• Problem to work on: Every line containing the word "lamp" must be pulled from the records.

• Source records:
+++++
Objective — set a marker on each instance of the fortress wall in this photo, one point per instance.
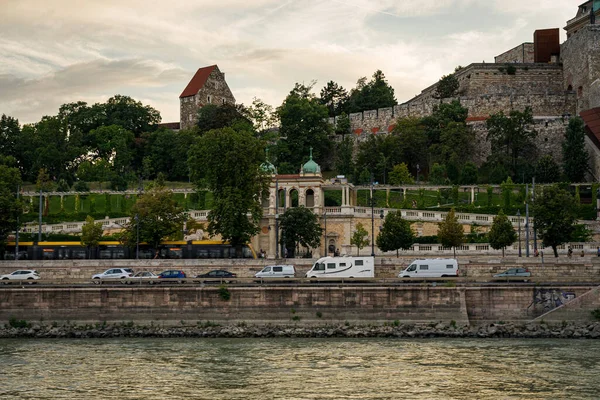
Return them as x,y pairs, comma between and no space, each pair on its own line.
581,61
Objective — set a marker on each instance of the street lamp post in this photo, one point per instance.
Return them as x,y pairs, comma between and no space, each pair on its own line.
519,221
137,237
372,219
325,219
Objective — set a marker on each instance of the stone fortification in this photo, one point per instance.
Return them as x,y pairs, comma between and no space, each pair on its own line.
523,53
581,63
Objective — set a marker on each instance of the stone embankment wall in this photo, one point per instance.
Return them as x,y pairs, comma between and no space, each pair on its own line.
332,304
561,270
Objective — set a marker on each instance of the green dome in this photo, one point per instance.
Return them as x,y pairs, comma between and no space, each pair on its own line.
267,166
311,167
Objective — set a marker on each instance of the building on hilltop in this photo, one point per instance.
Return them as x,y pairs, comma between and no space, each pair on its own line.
208,86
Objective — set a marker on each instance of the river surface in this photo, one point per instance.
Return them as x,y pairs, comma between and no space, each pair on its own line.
299,369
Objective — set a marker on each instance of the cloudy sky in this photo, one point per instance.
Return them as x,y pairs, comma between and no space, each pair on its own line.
58,51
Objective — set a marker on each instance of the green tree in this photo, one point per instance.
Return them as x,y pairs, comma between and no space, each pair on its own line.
512,140
395,234
451,232
303,125
437,175
10,207
360,238
228,163
300,227
400,175
158,215
547,170
502,233
344,162
575,156
373,95
447,87
91,233
334,97
555,213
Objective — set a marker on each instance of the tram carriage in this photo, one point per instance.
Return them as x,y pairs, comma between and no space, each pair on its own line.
114,250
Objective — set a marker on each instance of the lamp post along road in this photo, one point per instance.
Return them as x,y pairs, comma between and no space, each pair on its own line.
372,219
519,221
+++++
• Answer below:
Objective — set a marker on each instance of the street lamp post in this photo, one point per instance.
Objective — set a marker on each instance of the lamp post along road in this photo, one point per instance.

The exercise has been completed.